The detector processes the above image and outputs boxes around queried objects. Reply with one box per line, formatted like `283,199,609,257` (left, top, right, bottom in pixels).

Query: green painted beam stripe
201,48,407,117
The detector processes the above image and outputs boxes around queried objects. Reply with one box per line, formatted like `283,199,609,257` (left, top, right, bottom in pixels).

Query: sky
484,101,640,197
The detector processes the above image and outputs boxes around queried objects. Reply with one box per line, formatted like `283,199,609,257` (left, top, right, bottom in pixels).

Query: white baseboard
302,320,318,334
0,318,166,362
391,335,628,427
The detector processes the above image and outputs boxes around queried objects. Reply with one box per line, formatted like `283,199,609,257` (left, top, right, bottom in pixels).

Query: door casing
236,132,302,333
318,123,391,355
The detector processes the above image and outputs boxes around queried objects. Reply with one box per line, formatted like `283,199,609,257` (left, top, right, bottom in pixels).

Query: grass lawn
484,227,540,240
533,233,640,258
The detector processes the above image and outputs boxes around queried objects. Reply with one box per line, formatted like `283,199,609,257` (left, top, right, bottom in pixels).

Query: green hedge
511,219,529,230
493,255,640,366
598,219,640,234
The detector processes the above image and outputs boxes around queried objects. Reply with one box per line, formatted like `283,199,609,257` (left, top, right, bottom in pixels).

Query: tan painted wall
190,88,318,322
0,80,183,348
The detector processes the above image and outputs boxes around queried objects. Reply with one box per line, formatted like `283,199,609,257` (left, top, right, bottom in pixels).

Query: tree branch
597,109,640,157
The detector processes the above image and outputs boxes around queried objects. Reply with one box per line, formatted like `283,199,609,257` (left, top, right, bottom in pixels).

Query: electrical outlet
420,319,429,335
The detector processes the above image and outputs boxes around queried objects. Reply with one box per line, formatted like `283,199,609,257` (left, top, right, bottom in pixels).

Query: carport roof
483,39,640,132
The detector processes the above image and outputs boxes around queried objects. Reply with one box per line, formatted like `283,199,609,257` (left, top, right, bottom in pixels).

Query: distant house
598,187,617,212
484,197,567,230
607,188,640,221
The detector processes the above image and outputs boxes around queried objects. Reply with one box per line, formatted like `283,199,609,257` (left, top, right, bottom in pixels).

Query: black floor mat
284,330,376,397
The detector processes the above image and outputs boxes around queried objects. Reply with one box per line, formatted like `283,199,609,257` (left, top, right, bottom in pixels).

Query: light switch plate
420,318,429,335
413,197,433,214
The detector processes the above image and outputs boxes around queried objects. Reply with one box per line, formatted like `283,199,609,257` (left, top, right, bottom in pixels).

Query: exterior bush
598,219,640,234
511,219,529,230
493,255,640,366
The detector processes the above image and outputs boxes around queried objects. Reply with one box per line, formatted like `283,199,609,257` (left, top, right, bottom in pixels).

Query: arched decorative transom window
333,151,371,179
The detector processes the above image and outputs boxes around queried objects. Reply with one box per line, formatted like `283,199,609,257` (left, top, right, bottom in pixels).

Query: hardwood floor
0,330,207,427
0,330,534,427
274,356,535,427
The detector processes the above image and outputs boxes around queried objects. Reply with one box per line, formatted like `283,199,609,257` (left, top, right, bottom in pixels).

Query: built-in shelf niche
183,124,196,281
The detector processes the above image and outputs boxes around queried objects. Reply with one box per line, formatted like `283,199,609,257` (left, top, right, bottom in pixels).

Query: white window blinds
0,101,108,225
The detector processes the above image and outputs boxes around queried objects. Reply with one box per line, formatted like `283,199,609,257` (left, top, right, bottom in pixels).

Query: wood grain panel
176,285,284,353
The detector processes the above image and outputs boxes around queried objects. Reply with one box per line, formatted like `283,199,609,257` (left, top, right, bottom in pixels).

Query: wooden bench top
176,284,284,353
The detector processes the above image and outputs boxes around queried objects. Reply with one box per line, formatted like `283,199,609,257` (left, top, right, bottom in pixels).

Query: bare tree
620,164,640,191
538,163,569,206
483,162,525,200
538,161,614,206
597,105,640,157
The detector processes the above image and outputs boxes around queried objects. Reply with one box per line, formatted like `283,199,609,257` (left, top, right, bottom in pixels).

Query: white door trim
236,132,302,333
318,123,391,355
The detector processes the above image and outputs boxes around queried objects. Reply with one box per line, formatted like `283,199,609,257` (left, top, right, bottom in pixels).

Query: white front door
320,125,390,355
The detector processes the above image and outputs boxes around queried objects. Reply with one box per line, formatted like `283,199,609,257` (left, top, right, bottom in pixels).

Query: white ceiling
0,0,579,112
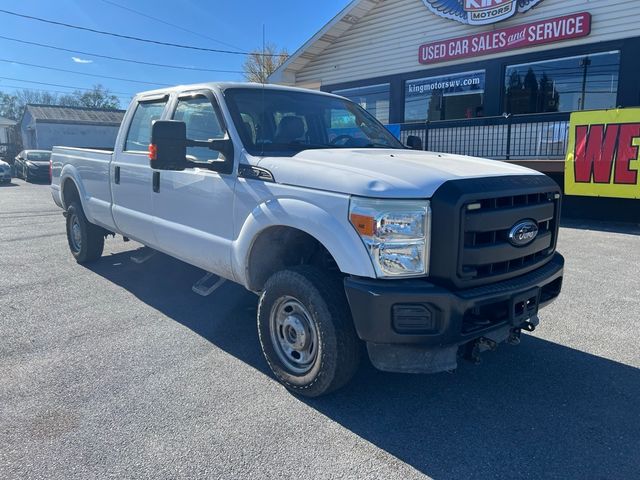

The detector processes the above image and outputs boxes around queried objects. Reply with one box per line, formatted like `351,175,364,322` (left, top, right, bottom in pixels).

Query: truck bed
51,147,115,230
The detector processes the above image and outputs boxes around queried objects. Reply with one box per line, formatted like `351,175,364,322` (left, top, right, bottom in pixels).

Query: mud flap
367,343,458,373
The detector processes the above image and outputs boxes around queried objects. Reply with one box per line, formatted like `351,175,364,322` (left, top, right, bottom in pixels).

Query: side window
173,97,225,162
124,100,167,152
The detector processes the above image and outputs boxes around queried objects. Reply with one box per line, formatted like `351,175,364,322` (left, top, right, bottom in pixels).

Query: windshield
224,88,404,155
27,152,51,162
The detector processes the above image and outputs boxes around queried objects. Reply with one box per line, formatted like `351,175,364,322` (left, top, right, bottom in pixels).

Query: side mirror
149,120,188,170
407,135,422,150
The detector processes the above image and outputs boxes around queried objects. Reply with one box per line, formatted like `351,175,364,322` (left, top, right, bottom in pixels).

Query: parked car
14,150,51,182
0,160,11,183
51,83,564,396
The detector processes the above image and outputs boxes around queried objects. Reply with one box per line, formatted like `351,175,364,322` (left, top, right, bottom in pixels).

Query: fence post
503,113,511,160
424,120,429,151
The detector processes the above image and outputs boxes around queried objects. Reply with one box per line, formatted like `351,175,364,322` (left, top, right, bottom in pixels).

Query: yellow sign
564,108,640,198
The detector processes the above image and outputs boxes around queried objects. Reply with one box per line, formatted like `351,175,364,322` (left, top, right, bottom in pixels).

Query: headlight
349,197,431,278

_Problem details_: Identify every line in the listing above that contains the string "window", treating it as case-sensitive, and copy each such line in full.

_Complete output_:
Query: arched decorative transom window
Query: white window blinds
Query: side window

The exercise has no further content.